§ **Goal of the exercise**:
In the browser commentary below, write out the passage starting at "Page 13 is very" and ending at "and rightly so.", word for word.

§ **Text to read**:
>>>

On page 5 they point out that this means that the sort of badly-behaved page that used to make your entire browser crash will now only affect the one tab. This must happen to me about once a day at least: four separate browser windows open, themed for work-related stuff (several pages of documentation from assorted sites), news (Google Reader for scanning, then I open up any interesting stories in their own tabs), mail, and one for anything else; that's twenty or thirty pages all open at once, some of them regularly updating in the background. When a bad page takes down that lot it's annoying and I thank heaven for Firefox's auto-reopen feature. When the bad page is really bad, and Firefox goes down again straight away as soon as it tries to reopen it, that's when I get annoyed.

Pages 9-11 must be putting the fear of God into Microsoft right now. Google are showing off how they can push automated Chrome testing out over their famous distributed server network, testing tens of thousands of web pages per hour [GOOGLE SMACKS MICROSOFT, #3] and making sure that they cover them in order of importance, as indicated by their very own page ranking alogrithm.

Page 13 is very interesting. They mention no names, but I immediately thought of Adobe's Tamarin VM for Javascript, now donated to Apache. Were they thinking of Tamarin? Did they look at it and reject it, or was it not open source back when they decided to write one themselves? I need to look at the timescale for that more carefully. One thing: Tamarin is built for the version of Javascript that didn't make it into the new standard, and work is apparently under way at Apache to convert it for the version that did. Good luck with that. Google probably thought it was better to start from scratch [GOOGLE SMACKS ADOBE]. And if the boys that did the new Javascript VM are more or less the same ones that did the Dalvik VM for Android, then Google probably thinks it can do a damn good job on its own, and rightly so.

<<<

Point annotations for photos:
>>>

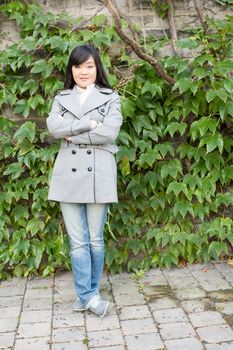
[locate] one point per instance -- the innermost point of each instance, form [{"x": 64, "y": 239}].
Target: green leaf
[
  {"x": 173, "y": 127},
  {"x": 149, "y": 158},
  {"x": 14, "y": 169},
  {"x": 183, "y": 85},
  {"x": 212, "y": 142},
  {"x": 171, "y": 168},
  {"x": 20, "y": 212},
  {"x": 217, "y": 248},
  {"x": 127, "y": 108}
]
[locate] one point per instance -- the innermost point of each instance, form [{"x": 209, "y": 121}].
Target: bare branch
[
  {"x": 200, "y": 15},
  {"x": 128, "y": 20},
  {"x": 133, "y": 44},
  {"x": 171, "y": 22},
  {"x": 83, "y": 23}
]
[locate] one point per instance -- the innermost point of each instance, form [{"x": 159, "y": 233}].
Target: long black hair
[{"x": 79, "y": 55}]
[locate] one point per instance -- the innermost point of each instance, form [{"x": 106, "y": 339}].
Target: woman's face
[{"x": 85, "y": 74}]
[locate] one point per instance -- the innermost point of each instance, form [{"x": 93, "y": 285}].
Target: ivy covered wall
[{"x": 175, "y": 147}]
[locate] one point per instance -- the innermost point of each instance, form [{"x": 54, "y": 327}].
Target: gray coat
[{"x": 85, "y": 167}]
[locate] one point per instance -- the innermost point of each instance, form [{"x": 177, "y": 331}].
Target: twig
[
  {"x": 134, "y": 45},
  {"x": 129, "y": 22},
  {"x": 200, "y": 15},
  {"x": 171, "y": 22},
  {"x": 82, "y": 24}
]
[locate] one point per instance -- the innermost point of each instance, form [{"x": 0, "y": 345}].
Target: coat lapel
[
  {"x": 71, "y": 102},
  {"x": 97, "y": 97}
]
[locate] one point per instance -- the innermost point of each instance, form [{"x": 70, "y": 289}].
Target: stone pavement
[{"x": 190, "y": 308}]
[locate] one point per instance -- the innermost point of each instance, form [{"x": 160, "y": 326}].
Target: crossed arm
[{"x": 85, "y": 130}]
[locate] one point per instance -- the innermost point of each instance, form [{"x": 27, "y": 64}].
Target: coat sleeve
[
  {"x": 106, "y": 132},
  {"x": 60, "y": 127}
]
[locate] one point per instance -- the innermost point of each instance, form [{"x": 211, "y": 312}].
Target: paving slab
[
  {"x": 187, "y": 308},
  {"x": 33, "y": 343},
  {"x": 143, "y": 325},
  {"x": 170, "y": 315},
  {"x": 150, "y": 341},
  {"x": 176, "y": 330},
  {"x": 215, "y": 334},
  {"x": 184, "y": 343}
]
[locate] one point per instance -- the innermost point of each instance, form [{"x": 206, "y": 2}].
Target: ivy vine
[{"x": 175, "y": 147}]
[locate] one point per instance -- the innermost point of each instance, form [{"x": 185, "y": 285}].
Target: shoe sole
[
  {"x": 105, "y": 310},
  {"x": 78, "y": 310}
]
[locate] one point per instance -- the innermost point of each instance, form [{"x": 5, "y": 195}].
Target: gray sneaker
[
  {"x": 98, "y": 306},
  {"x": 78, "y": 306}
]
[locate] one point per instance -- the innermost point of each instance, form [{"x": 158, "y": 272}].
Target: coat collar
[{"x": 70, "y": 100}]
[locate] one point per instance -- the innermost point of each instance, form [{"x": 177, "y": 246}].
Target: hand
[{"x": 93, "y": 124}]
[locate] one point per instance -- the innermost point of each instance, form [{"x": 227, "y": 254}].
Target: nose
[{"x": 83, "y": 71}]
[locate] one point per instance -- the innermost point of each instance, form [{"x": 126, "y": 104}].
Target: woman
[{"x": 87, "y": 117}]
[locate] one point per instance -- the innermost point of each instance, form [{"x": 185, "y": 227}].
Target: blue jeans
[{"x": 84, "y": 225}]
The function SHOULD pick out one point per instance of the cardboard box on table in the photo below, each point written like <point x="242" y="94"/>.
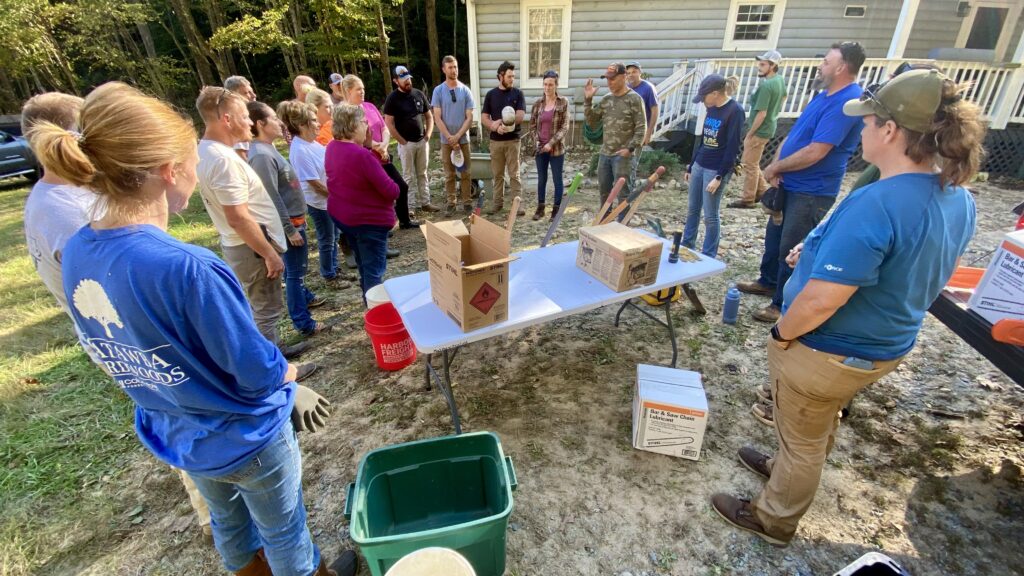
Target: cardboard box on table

<<<

§ **Answer to this problem**:
Page 13 is very interesting. They mention no names, but I immediately thought of Adobe's Tamarin VM for Javascript, now donated to Apache. Were they thinking of Tamarin? Did they look at it and reject it, or was it not open source back when they decided to write one themselves? I need to look at the timescale for that more carefully. One thing: Tamarin is built for the version of Javascript that didn't make it into the new standard, and work is apparently under way at Apache to convert it for the version that did. Good luck with that. Google probably thought it was better to start from scratch [GOOGLE SMACKS ADOBE]. And if the boys that did the new Javascript VM are more or less the same ones that did the Dalvik VM for Android, then Google probably thinks it can do a damn good job on its own, and rightly so.